EXERCISE DETAILS: Find every line in the records below that contains the string "shirt", and copy each one out. Case counts.

SOURCE RECORDS:
--- begin ---
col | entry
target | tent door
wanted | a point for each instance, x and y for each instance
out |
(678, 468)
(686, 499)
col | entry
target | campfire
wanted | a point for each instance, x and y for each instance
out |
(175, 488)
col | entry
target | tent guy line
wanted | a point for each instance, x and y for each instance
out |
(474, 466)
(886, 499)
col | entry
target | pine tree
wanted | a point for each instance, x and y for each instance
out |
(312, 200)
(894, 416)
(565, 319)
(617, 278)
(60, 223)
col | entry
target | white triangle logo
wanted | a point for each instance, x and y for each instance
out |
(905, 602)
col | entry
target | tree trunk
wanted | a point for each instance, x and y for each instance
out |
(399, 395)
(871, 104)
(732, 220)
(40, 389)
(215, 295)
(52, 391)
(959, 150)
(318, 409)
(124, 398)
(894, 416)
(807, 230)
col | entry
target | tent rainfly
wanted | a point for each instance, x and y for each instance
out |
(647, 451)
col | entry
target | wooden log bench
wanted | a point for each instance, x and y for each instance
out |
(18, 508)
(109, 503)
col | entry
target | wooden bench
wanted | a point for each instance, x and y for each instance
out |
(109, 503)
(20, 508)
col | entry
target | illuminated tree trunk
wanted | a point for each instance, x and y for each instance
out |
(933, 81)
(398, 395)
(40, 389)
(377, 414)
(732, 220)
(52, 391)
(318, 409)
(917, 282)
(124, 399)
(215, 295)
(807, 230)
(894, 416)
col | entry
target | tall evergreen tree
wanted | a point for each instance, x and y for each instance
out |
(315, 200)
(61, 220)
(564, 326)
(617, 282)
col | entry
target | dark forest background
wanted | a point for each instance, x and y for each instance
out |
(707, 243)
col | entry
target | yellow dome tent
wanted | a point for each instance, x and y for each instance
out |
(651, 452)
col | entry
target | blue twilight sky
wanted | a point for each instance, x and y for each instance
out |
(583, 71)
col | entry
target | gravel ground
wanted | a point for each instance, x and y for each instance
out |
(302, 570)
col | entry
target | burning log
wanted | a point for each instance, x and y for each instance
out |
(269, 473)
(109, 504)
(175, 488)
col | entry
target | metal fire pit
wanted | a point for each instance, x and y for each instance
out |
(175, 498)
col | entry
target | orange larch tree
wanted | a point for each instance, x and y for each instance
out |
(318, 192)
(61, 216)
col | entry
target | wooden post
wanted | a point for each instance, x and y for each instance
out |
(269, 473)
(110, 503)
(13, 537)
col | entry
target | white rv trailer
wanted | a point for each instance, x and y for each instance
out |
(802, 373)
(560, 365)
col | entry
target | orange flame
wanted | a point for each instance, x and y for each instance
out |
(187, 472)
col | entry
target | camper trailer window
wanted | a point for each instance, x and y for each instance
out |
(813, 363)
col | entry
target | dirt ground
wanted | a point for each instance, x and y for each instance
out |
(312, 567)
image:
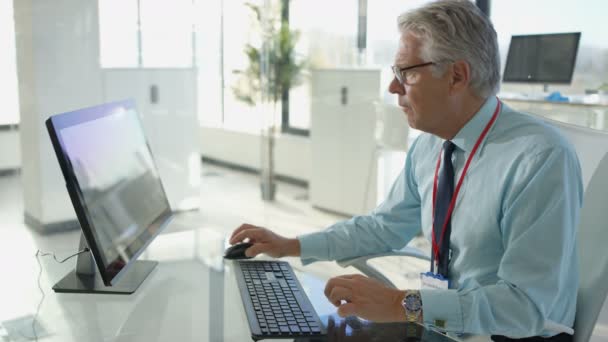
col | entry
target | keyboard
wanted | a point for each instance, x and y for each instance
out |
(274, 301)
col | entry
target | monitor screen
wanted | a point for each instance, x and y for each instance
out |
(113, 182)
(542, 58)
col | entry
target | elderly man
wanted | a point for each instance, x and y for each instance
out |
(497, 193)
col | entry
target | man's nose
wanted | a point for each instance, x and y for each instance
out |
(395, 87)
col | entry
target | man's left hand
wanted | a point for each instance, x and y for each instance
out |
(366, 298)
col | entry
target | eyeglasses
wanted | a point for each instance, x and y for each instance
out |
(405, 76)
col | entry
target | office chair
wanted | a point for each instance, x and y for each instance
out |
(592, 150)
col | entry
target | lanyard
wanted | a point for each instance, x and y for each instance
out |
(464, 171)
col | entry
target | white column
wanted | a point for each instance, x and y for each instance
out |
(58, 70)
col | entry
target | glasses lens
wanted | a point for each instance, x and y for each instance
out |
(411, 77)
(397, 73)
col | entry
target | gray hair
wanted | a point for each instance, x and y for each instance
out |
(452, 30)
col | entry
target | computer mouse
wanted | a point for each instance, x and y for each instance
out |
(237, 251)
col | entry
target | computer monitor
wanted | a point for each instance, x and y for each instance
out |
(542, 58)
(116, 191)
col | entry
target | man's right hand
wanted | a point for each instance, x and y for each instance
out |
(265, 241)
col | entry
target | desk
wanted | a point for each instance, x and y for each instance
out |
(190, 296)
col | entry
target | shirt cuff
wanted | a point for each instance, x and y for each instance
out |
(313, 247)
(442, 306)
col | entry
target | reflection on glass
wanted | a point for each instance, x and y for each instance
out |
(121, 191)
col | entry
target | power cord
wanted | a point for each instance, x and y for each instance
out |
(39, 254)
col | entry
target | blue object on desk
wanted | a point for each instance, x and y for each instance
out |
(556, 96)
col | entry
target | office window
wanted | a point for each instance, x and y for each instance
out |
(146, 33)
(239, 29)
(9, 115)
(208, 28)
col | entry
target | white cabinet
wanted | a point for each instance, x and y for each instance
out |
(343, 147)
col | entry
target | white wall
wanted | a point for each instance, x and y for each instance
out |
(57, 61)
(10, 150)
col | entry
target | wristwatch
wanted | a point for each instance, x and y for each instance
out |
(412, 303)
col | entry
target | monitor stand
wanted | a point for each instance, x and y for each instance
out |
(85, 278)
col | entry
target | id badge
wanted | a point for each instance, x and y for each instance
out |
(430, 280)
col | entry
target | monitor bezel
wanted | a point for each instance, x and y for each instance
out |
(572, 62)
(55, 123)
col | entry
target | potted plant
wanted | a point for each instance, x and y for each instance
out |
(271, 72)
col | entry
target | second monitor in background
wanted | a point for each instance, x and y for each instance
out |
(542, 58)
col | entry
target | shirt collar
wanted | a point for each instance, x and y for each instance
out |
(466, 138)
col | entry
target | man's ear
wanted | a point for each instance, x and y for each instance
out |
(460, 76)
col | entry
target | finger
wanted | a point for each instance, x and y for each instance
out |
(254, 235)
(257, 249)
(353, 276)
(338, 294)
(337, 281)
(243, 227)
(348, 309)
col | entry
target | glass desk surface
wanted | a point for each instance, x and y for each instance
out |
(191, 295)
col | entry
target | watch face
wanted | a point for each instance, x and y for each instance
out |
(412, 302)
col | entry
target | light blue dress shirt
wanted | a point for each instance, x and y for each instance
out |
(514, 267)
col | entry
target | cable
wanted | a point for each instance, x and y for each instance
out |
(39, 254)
--- end ---
--- begin ---
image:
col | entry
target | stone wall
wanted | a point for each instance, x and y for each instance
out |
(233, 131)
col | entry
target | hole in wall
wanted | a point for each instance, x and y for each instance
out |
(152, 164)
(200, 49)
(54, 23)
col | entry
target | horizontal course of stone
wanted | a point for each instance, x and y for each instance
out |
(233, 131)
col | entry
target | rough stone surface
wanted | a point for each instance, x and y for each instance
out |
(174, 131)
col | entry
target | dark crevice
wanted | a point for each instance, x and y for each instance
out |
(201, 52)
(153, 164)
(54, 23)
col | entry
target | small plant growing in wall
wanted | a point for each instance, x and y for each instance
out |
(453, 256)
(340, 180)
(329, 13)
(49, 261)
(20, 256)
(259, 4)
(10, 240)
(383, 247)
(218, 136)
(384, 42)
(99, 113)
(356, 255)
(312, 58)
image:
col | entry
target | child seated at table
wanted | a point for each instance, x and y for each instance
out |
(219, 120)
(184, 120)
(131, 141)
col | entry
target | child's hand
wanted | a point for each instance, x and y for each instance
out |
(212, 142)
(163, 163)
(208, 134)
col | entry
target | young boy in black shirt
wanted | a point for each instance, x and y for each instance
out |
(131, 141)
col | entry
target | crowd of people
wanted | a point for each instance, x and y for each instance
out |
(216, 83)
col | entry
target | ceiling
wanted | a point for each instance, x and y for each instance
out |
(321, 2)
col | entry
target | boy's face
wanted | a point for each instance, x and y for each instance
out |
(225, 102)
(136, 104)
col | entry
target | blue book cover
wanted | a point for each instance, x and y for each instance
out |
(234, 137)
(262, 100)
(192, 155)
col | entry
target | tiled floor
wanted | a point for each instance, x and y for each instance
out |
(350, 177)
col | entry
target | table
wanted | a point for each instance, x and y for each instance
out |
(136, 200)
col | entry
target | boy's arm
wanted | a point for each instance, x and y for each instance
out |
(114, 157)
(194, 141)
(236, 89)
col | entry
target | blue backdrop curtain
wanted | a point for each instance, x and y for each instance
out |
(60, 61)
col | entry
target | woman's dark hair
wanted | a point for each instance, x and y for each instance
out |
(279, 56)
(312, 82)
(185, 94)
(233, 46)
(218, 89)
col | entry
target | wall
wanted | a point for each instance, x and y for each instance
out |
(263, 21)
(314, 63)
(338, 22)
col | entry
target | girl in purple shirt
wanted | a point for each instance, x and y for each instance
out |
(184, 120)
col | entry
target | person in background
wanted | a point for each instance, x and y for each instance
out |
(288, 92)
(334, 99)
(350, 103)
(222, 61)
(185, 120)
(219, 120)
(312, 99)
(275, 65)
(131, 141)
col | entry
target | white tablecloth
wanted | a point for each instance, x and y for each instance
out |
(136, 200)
--- end ---
RESULT OF THE TASK:
target | shirt cuff
target | shirt collar
target | light blue dress shirt
target | young boy in black shirt
target | girl in purple shirt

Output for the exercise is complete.